Data to use —
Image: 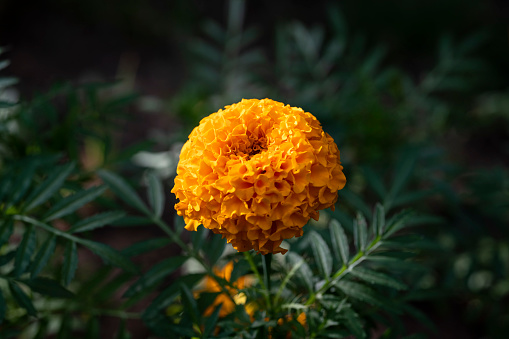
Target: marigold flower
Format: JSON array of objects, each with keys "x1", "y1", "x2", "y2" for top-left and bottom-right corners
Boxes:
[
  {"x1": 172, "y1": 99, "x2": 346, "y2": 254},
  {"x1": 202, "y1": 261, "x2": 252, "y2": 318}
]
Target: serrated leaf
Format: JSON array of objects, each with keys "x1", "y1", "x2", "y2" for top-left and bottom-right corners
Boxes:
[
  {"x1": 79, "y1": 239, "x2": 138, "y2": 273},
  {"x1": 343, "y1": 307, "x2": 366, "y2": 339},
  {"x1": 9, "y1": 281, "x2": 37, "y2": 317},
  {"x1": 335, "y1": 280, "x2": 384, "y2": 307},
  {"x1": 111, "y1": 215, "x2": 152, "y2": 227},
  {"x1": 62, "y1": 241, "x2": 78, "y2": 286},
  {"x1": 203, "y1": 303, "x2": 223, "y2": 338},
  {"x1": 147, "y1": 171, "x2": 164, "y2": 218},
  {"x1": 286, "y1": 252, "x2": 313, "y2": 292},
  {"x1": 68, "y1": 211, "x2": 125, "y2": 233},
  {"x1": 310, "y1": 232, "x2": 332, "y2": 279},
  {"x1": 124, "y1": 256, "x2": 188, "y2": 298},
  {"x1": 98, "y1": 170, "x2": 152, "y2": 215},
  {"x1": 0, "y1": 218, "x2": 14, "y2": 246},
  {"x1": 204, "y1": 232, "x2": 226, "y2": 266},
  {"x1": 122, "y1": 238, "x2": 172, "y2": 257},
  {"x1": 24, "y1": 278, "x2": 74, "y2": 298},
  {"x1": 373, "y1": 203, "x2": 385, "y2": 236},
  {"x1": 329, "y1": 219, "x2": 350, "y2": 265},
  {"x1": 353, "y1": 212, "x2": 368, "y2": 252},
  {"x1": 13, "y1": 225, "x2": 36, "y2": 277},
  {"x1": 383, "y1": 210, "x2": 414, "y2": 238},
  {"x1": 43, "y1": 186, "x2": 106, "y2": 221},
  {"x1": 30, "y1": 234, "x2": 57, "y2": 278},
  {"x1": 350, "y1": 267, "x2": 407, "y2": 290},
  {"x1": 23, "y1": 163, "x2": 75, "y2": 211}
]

Aim — Write out every line of the records above again, requests included, scaling each bounding-box coordinate in the answers by 0.3 and rounding to a whole number, with halves rounded up. Leave the pictures out of your answer.

Solution —
Image: 
Target: marigold flower
Format: JSON array of objects, each with keys "x1", "y1", "x2", "y2" for top-left and bottom-right corners
Boxes:
[
  {"x1": 52, "y1": 30, "x2": 104, "y2": 76},
  {"x1": 61, "y1": 78, "x2": 76, "y2": 95}
]
Target: serrated leaf
Format: JSON array of objects, each with keys "x1", "y1", "x2", "y2" for top-left and bottom-right corners
Boxes:
[
  {"x1": 24, "y1": 72, "x2": 41, "y2": 82},
  {"x1": 103, "y1": 92, "x2": 110, "y2": 102},
  {"x1": 3, "y1": 84, "x2": 11, "y2": 95},
  {"x1": 101, "y1": 84, "x2": 115, "y2": 92},
  {"x1": 33, "y1": 65, "x2": 46, "y2": 68},
  {"x1": 19, "y1": 72, "x2": 23, "y2": 86},
  {"x1": 61, "y1": 91, "x2": 67, "y2": 101},
  {"x1": 44, "y1": 51, "x2": 49, "y2": 65},
  {"x1": 86, "y1": 76, "x2": 94, "y2": 88},
  {"x1": 20, "y1": 63, "x2": 38, "y2": 70},
  {"x1": 93, "y1": 70, "x2": 100, "y2": 84},
  {"x1": 37, "y1": 77, "x2": 56, "y2": 89},
  {"x1": 29, "y1": 51, "x2": 46, "y2": 65},
  {"x1": 0, "y1": 65, "x2": 4, "y2": 74},
  {"x1": 61, "y1": 70, "x2": 68, "y2": 80},
  {"x1": 37, "y1": 71, "x2": 52, "y2": 77},
  {"x1": 7, "y1": 83, "x2": 22, "y2": 89},
  {"x1": 112, "y1": 61, "x2": 116, "y2": 71},
  {"x1": 99, "y1": 66, "x2": 105, "y2": 80},
  {"x1": 106, "y1": 64, "x2": 110, "y2": 76},
  {"x1": 4, "y1": 68, "x2": 11, "y2": 83},
  {"x1": 115, "y1": 63, "x2": 124, "y2": 71},
  {"x1": 13, "y1": 56, "x2": 32, "y2": 66},
  {"x1": 9, "y1": 70, "x2": 17, "y2": 83},
  {"x1": 105, "y1": 80, "x2": 122, "y2": 87},
  {"x1": 7, "y1": 49, "x2": 23, "y2": 63}
]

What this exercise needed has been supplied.